**Requirement:** Please write out the listing exactly, with nothing altered.
[Data supplied Boundary: Start]
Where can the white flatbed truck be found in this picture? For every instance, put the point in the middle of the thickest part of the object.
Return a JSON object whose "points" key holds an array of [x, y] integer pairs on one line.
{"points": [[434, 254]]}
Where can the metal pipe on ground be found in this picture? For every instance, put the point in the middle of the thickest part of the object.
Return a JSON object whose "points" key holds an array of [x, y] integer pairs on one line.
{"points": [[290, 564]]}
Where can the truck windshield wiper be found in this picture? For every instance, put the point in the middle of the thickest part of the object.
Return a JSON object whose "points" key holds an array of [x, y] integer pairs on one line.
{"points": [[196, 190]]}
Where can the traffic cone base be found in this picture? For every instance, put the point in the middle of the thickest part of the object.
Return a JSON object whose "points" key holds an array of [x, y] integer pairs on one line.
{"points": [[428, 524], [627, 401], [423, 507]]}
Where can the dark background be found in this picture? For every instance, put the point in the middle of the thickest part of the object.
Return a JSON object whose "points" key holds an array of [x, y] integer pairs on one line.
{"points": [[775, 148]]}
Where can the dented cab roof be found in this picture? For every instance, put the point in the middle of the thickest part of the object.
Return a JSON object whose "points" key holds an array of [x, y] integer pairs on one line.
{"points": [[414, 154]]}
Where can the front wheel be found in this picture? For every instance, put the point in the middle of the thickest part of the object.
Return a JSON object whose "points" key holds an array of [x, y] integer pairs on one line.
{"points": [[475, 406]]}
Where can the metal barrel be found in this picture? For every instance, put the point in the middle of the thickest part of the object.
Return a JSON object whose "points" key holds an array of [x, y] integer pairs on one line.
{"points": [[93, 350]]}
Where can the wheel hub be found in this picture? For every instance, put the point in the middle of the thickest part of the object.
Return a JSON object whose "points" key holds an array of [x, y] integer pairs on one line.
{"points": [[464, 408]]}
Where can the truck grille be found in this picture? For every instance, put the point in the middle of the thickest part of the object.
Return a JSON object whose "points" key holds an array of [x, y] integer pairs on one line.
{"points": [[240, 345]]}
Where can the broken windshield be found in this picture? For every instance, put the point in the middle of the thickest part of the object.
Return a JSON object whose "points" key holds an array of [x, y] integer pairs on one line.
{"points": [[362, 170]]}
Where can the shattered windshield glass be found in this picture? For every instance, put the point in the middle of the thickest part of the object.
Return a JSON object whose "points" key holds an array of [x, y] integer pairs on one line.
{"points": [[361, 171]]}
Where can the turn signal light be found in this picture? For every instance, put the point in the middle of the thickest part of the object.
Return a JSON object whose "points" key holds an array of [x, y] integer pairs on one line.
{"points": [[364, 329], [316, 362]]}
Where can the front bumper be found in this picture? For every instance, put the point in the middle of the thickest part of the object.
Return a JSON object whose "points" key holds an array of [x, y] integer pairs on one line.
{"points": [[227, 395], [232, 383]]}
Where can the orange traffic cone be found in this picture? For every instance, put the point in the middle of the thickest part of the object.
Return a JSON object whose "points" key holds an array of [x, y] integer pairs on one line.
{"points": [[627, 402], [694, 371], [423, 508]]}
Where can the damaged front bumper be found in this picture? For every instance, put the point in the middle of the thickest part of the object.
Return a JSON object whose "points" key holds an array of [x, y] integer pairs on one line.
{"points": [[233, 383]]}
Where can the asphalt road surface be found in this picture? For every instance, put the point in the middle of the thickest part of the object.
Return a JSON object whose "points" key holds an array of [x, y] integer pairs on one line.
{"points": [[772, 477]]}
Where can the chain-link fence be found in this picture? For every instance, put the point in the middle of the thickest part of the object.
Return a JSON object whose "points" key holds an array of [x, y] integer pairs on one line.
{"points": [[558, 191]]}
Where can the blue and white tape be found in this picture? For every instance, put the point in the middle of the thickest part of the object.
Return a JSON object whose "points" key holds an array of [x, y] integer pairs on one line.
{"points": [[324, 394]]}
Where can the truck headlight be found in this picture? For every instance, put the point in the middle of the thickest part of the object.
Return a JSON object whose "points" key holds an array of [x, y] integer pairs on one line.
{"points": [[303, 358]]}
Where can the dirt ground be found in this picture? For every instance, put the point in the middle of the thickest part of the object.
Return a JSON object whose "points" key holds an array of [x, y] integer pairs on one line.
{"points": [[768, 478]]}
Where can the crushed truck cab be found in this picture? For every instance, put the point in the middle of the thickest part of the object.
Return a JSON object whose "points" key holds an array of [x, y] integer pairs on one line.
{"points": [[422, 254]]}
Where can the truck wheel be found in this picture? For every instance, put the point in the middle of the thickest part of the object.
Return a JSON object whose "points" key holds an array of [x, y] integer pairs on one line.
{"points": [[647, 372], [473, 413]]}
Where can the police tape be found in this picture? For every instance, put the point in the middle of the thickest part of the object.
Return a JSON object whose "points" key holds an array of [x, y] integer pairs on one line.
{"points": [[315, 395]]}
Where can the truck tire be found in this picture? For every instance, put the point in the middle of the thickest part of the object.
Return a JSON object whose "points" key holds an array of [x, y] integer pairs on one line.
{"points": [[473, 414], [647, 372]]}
[Data supplied Boundary: End]
**Problem solution:**
Where can the white flatbed truck be found in this picture? For every instance, put the point in the middle of the thickest part of the object.
Return a JSON object whose "points" key holds an array of [x, y] integer pairs on one line.
{"points": [[434, 254]]}
Where can the metal pipe on ground be found in this picture? For every instance, put the point in the middle of the thickest part of the object.
Return a JSON object whose "points" key holds an array of [x, y] integer pairs on one line.
{"points": [[290, 564]]}
Where can the truck windshield wiper be found in this picture? For every instance, put the point in the middle of the thickest part of the object.
Return a JSON object whose "points" key holds an array of [x, y] integer pairs on one line.
{"points": [[196, 190]]}
Where can the traffic cone base be found in this picture? For every instance, put the point in the middle of the thickest part of the object.
Return a JSON object whose "points" key holds an array of [x, y] integer pairs on one line.
{"points": [[428, 524], [627, 401], [423, 507]]}
Where can the dark background be found in this picture? For every instance, put the point in the middle of the thickest part of the object.
Return a JSON object whose "points" key holds an array of [x, y] integer pairs on one line.
{"points": [[775, 148]]}
Where can the dented cab roof be found in this picture? For every instance, put the point in the middle of the thickest part of the object.
Return a JSON object whose "points" key holds an array of [x, y] integer pairs on one line.
{"points": [[414, 154]]}
Where can the front wheel be found in this picture? For every instance, put the point in the middle of the thickest part of the object.
Return a JSON object whose "points" key holds an array of [x, y] integer pairs on one line.
{"points": [[475, 406]]}
Where can the metal barrel be found in this picture? For every instance, put the point in the middle of the thickest part of the object.
Return a JSON object whose "points" key holds an array of [x, y] integer pairs on one line.
{"points": [[93, 350]]}
Where can the wheel hub be found in this picture? For every instance, put the point in the middle of the thickest part of the object.
Return a JSON object whose "points" key holds an array of [x, y] integer pairs on one line.
{"points": [[464, 408]]}
Where can the truck grille be found in this picture? For every instance, put the point in the middle of the thickest part of the object.
Return a JSON object whose "points" key holds an array of [x, y] integer pairs on one line.
{"points": [[240, 345]]}
Where can the broken windshield be found in this picture? For every instance, put the point in the middle of the thickest part of the object.
Return a JSON object whose "points" key holds an array of [x, y] integer pairs on one line.
{"points": [[362, 170]]}
Where can the shattered windshield glass be found in this picture? For every instance, put the point in the middle of the thickest part of the object.
Return a JSON object whose "points" key holds an array of [x, y] integer pairs on one line.
{"points": [[361, 171]]}
Where can the turn signal light be found in this picture? For every instance, put the point in the middle of the thickest part of the object.
Return a JSON object whose "points" key holds an array of [x, y] integer pairs on one line.
{"points": [[364, 329], [316, 362]]}
Where can the front bumper be found in this picture? For every instance, put the point in the middle of the thickest part of the object.
Return a JSON object whose "points" key holds an array of [x, y] integer pairs on one line.
{"points": [[227, 395], [232, 383]]}
Where can the orange traffic cone be found in this picture? For every instance, put the point in the middle of the thickest part of the object.
Return a JSON object whose "points" key holds an array of [x, y] integer pairs on one line.
{"points": [[627, 402], [694, 371], [423, 508]]}
Where can the damaged front bumper be found in this picture? For every instance, put the point in the middle of the thickest part of the object.
Return a JSON object whose "points" key holds an array of [x, y] integer pairs on one line.
{"points": [[233, 383]]}
Where can the asphalt road surface be found in this picture? For every instance, put the point in the middle of the thickest part of the object.
Return a JSON object whose "points" key holds an array of [x, y] integer pairs on one line.
{"points": [[772, 477]]}
Where can the chain-link fence be found in this picture? For every instance, put the point in the middle of the thickest part of the object.
Return a JSON object whose "points" key holds an array of [x, y] integer pairs on one line.
{"points": [[558, 191]]}
Where can the blue and white tape be found in this picture? For every instance, put the point in the middle of the thickest part of the object.
Return a JSON object whose "points" key holds an array of [x, y] integer pairs on one line.
{"points": [[324, 394]]}
Where can the truck headlight be found in this picture? For every instance, put the point in the middle of the thickest part of the object.
Return a JSON object whose "points" key holds an array of [x, y] integer pairs on one line.
{"points": [[303, 358]]}
Where can the dirt ground be found in this picture? For every instance, put the point in the middle of the thickest part of the object.
Return a JSON object whose "points" key holds an array of [x, y] integer pairs on one line.
{"points": [[768, 478]]}
Where can the crushed truck cab be found in this picture? For every instance, put the point in the middle of the thickest part of the object.
Return a JSON object whose "points" key holds an array of [x, y] integer pairs on one line.
{"points": [[422, 254]]}
Where can the truck wheel be found in this picture? For every instance, put the point in the middle of the thickest part of the object.
Return a JSON object whose "points" key holds an array of [x, y] integer pairs on one line.
{"points": [[647, 372], [473, 413]]}
Where can the police tape be found in this picture? For every instance, put the point in the middle of the thickest part of the object.
Return a JSON object whose "points" key holds an array of [x, y] integer pairs on one line.
{"points": [[315, 395]]}
Where can the truck tire be found in this picture? For every instance, put the point in the middle of the thickest part of the object.
Return a JSON object whose "points" key holds an array of [x, y] integer pairs on one line.
{"points": [[473, 414], [647, 372]]}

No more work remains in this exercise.